Work to complete -> Return the lines below exactly as they appear, starting at the line that contains "of the table" and ending at the line that contains "[[142, 35], [48, 35], [197, 29], [92, 35]]", with both of those lines included.

Extracted material ->
※

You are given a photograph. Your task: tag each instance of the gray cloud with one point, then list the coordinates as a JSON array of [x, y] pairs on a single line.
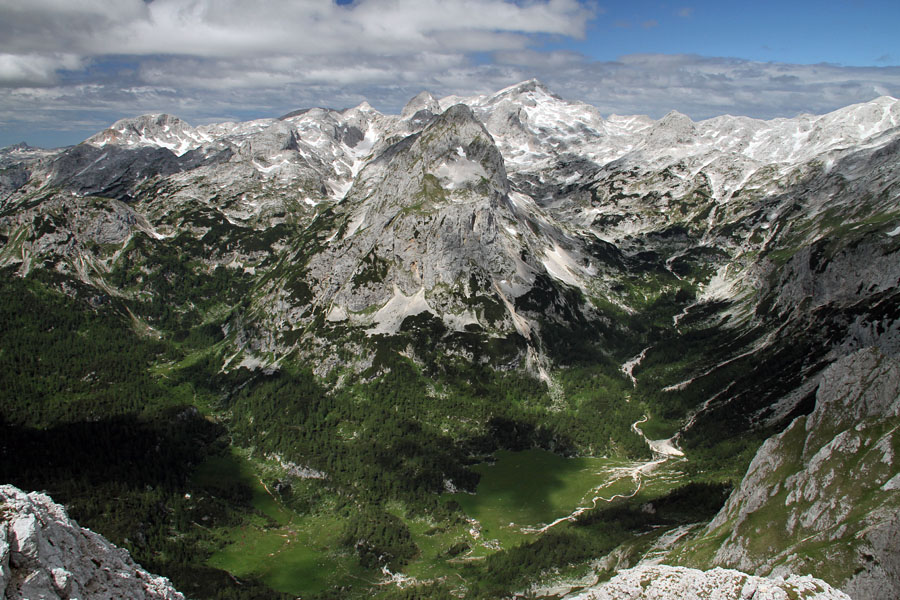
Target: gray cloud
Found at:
[[77, 66]]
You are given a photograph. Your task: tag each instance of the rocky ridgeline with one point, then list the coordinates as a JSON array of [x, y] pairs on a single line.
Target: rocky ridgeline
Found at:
[[45, 555], [661, 582], [823, 496]]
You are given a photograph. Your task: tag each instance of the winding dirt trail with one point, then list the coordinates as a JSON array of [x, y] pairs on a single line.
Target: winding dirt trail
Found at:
[[663, 450]]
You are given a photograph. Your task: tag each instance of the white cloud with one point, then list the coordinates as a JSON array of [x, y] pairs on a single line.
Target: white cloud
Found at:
[[34, 69], [81, 65]]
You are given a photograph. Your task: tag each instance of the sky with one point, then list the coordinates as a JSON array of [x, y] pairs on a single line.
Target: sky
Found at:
[[70, 68]]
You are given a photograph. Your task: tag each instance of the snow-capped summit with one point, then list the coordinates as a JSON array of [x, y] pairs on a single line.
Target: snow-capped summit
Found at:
[[155, 130]]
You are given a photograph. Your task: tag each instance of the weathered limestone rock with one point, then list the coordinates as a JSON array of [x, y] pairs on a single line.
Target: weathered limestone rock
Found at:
[[662, 582], [46, 555]]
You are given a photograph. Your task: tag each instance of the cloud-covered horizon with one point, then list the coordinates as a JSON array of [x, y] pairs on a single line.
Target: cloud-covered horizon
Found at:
[[73, 68]]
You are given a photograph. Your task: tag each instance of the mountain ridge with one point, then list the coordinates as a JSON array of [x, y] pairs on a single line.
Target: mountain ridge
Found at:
[[506, 271]]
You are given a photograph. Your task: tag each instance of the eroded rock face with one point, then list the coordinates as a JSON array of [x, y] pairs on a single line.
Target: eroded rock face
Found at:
[[46, 555], [821, 496], [662, 582]]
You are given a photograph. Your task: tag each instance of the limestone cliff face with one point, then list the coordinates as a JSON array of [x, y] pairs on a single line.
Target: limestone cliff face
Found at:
[[45, 555], [823, 496]]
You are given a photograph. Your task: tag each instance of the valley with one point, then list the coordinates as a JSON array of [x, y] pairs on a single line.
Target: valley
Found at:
[[495, 346]]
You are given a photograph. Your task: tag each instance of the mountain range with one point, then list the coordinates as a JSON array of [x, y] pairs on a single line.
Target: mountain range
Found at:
[[385, 300]]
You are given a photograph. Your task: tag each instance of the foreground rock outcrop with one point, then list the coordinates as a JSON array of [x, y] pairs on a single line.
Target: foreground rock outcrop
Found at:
[[664, 582], [45, 555], [823, 496]]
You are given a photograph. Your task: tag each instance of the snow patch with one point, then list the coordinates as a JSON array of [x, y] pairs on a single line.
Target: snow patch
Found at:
[[389, 318], [560, 265], [459, 173]]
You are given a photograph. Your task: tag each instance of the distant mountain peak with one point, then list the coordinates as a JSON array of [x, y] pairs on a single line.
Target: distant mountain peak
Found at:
[[422, 101]]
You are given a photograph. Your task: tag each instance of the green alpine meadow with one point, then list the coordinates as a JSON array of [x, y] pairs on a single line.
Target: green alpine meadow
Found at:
[[493, 347]]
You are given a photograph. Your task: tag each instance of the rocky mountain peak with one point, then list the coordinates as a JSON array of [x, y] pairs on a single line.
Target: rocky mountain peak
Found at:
[[531, 87], [673, 129], [421, 101], [153, 130], [45, 554]]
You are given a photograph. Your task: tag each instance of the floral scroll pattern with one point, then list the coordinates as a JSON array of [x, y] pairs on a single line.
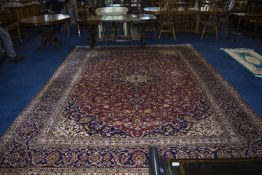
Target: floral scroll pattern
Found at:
[[103, 107]]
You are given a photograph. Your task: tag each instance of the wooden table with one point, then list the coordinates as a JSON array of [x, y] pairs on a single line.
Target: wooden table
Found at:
[[50, 21], [94, 20]]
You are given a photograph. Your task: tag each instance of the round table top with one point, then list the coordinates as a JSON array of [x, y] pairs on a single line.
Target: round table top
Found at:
[[41, 20]]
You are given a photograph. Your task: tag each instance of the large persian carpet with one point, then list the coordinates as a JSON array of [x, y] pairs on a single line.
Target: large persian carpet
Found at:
[[248, 58], [103, 107]]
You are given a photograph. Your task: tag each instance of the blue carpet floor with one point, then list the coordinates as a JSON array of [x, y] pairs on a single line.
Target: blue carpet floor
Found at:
[[20, 82]]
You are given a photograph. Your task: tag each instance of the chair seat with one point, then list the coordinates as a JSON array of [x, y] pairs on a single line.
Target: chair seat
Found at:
[[209, 23]]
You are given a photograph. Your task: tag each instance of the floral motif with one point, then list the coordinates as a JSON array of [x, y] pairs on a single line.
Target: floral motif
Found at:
[[104, 107]]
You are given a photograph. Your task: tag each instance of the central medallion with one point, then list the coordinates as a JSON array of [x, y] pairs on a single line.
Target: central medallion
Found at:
[[136, 79]]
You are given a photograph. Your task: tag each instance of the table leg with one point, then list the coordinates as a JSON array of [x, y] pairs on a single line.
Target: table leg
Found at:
[[142, 35], [48, 35], [197, 29], [92, 35]]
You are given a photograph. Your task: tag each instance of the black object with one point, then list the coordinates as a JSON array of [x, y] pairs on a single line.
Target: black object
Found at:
[[160, 165]]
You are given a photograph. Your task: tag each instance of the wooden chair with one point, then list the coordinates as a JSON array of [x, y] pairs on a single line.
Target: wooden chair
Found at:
[[167, 17], [216, 22]]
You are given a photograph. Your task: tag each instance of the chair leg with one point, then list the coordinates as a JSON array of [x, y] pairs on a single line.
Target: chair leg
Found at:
[[160, 32], [203, 32], [173, 30], [216, 32], [19, 33], [78, 29]]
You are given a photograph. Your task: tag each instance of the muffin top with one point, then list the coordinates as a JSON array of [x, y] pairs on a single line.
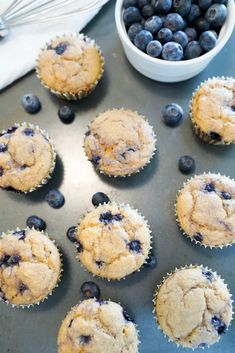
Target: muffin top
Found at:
[[206, 209], [97, 326], [193, 307], [30, 266], [26, 158], [70, 64], [213, 109], [113, 241], [119, 142]]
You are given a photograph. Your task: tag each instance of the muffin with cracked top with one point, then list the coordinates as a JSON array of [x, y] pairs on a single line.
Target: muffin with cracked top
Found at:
[[113, 241], [27, 158], [97, 326], [205, 209], [193, 307], [30, 267], [119, 142]]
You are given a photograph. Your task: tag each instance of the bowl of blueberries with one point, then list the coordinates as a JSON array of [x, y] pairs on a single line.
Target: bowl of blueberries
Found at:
[[173, 40]]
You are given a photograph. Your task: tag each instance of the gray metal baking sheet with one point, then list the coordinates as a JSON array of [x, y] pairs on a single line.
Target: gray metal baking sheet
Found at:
[[152, 191]]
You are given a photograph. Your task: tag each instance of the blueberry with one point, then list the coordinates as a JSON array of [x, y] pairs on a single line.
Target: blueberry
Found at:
[[135, 246], [142, 39], [127, 316], [151, 261], [21, 234], [148, 11], [216, 15], [66, 114], [90, 290], [36, 222], [207, 41], [182, 7], [60, 48], [210, 187], [215, 136], [198, 237], [72, 234], [3, 147], [31, 103], [201, 25], [78, 246], [204, 4], [142, 3], [22, 287], [218, 324], [174, 22], [193, 50], [28, 132], [129, 3], [172, 114], [226, 195], [154, 48], [191, 33], [84, 340], [131, 15], [153, 24], [163, 6], [186, 164], [181, 38], [55, 198], [95, 160], [172, 51], [133, 30], [164, 35], [194, 13], [99, 198], [208, 274]]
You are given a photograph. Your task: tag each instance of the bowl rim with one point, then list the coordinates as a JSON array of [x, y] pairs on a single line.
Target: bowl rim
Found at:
[[230, 21]]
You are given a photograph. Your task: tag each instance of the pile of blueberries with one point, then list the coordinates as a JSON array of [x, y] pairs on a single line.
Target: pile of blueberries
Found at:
[[174, 29]]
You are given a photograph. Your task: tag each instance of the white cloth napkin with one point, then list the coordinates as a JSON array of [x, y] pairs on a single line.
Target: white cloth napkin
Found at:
[[19, 50]]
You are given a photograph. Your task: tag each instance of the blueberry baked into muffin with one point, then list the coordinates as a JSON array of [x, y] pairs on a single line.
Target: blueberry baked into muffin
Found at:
[[119, 142], [113, 241], [213, 110], [205, 209], [27, 158], [193, 307], [97, 326], [30, 267], [70, 66]]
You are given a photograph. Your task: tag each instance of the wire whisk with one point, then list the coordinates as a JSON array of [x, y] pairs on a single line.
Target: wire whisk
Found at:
[[23, 12]]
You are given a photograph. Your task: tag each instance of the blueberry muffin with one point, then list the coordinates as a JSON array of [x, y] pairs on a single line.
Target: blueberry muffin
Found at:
[[97, 326], [70, 66], [213, 110], [30, 267], [113, 241], [205, 209], [193, 307], [27, 158], [119, 142]]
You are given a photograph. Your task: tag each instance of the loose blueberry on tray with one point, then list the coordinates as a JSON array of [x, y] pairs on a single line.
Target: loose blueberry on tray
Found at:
[[185, 29]]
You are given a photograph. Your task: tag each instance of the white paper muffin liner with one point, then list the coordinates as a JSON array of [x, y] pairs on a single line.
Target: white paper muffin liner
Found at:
[[82, 93], [105, 300], [142, 167], [47, 177], [204, 136], [169, 274], [150, 235], [177, 219], [23, 306]]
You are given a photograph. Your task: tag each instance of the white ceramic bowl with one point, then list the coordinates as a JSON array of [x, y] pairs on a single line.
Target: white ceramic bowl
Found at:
[[171, 71]]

※

Reply ->
You are given a photograph. Your task: tag each instance of the table leg with one point, then list the coordinates as a JSON array of [x, y] pairs on a single line.
Target: table leg
Found at:
[[142, 35], [48, 35], [197, 29], [92, 35]]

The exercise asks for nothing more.